**EXCERPTED PASSAGE**

───

This has proven true in my experience, especially when the trailer is loaded front heavy, which my raft trailer always is.


----------



## Gremlin

spencerhenry said:


> just because a tire lists a maximum pressure, that does not mean that that is what it should be inflated to.
> 
> most raft trailers are very lightly loaded, you do not need to run the tires at max pressure. a pressure suited to the load will give better tire wear, and also keep the trailer from bouncing around on the tires.



Good point. Now that my wife's cat is built I am stacking boats this weekend for a five hour drive. I will pay attention to the ride and how it might feel different.


Sent from this thingy using Mountain Buzz


----------



## Osseous

Heat is the enemy of trailer tires. Sidewall flex generates heat. One hard hit on a pothole and an under inflated tire sidewall can be penetrated by its own rim. Plenty of reasons not to underinflate your tires because you have a light load.

Sent from my SM-N900V using Mountain Buzz mobile app


----------



## lncoop

Osseous said:


> Heat is the enemy of trailer tires. Sidewall flex generates heat. One hard hit on a pothole and an under inflated tire sidewall can be penetrated by its own rim. Plenty of reasons not to underinflate your tires because you have a light load.
> 
> Sent from my SM-N900V using Mountain Buzz mobile app


That's a valid opinion for sure. This has been an ongoing debate for quite some time, but trailer tires have much beefier side walls to account for squirrely road manners, so I personally believe in some cases not inflating to full PSI is a good approach. I never did it with my party barge trailer or any other trailer with a load, but it's working very well on my lightly loaded raft trailer. YMMV


----------



## LSB

I use ropes instead of straps to tie down. I get a new 10mil rope every year or so from Harbor Freight and cut it in half and run over the front and back with a half truckers hitch. I use the old rope for a bow line. Been doing it ever since we had an empty Sotar pop all 4 straps and fly off the top of a van in Glenwood Canyon.


----------



## lncoop

I've been contemplating that very thing. You run it all the way over the boat, not just through the D rings? I've never liked the idea of using the D rings for tie downs. Just seems a little sketchy to me. I've been doing bow and stern straps through D rings but running straps over the boat front and back. Thing is though, I have to double those up to get enough length, so rope is sounding better and better.


----------



## Osseous

Use the frame! That spreads the load evenly. The weak point is where the strap goes around the trailer- that's where I see wear occur on the strap. 

Sent from my SM-N900V using Mountain Buzz mobile app


----------



## LSB

lncoop said:


> I've been contemplating that very thing. You run it all the way over the boat, not just through the D rings?


Yeah
I have an eye bolt on either side of the trailer. Run the rope through the handles or under the chicken line, over the whole rig, through the other eye bolt then back up to a trucker hitch and crank the hell out of it. So far So good.

───

**EXTRACTED DATA**
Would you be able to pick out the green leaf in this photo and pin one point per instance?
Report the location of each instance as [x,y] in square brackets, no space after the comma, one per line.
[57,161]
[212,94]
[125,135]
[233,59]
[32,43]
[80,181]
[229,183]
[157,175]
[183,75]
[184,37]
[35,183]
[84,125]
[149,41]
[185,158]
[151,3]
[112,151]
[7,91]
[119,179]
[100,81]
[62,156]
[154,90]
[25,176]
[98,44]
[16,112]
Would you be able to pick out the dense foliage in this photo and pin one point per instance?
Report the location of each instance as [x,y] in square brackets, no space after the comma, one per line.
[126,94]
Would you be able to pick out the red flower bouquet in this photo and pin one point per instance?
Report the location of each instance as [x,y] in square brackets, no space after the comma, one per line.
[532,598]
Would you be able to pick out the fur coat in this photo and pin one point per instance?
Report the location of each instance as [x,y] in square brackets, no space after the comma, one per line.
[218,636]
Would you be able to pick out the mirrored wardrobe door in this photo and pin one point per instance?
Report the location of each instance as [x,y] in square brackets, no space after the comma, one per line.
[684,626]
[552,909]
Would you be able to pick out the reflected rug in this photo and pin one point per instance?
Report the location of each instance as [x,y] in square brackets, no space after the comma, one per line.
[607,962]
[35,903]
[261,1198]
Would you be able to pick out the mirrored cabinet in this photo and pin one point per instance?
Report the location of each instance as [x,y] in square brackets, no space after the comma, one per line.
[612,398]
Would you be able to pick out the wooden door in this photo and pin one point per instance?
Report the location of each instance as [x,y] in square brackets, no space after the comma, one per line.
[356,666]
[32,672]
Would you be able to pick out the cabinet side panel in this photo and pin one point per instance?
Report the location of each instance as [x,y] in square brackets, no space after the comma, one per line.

───

**TO DO**
• A. In the forum thread about raft trailers, what happened to the empty Sotar in Glenwood Canyon?
• B. From the forum thread about raft trailers, retype everything from "That's a valid" down to "in Glenwood Canyon.".
• C. Write what comes next in the forum thread about raft trailers, picking up after its final post.

**EXERCISE RESPONSES**
• A. It popped all 4 straps and flew off the top of a van.

• B.
That's a valid opinion for sure. This has been an ongoing debate for quite some time, but trailer tires have much beefier side walls to account for squirrely road manners, so I personally believe in some cases not inflating to full PSI is a good approach. I never did it with my party barge trailer or any other trailer with a load, but it's working very well on my lightly loaded raft trailer. YMMV


----------



## LSB

I use ropes instead of straps to tie down. I get a new 10mil rope every year or so from Harbor Freight and cut it in half and run over the front and back with a half truckers hitch. I use the old rope for a bow line. Been doing it ever since we had an empty Sotar pop all 4 straps and fly off the top of a van in Glenwood Canyon.

• C.
----------



## lncoop

Good info guys. Thanks. Osseous, I have recently started using the frame instead of the D rings. Glad to know I'm not the only one. Kinda new to this (not towing trailers, just trailering a raft). Sure beats the heck out of blowing it up at the put in!


----------



## Osseous

DRings are not meant to be sole points of contact. They're just attached with adhesive. When you spread the load among many Drings, you get the necessary strength. By using the frame- you are pushing it down against the entire raft- and effectively eliminating the relatively weak Drings from the equation. 

Sent from my SM-N900V using Mountain Buzz mobile app


----------



## SKeen

Straps over the top sound better than the d-ring for sure. Has anyone had issues with the straps wearing the rubber on the raft? I get the issue with keeping the metal buckles off the rubber, but what about the webbing? I like the ease of using cam straps but it seems like rope may be less abrasive.


----------



## Wadeinthewater

SKeen;434334Has anyone had issues with the straps wearing the rubber on the raft? I get the issue with keeping the metal buckles off the rubber said:


> Lots of years of straps over the raft - no problems.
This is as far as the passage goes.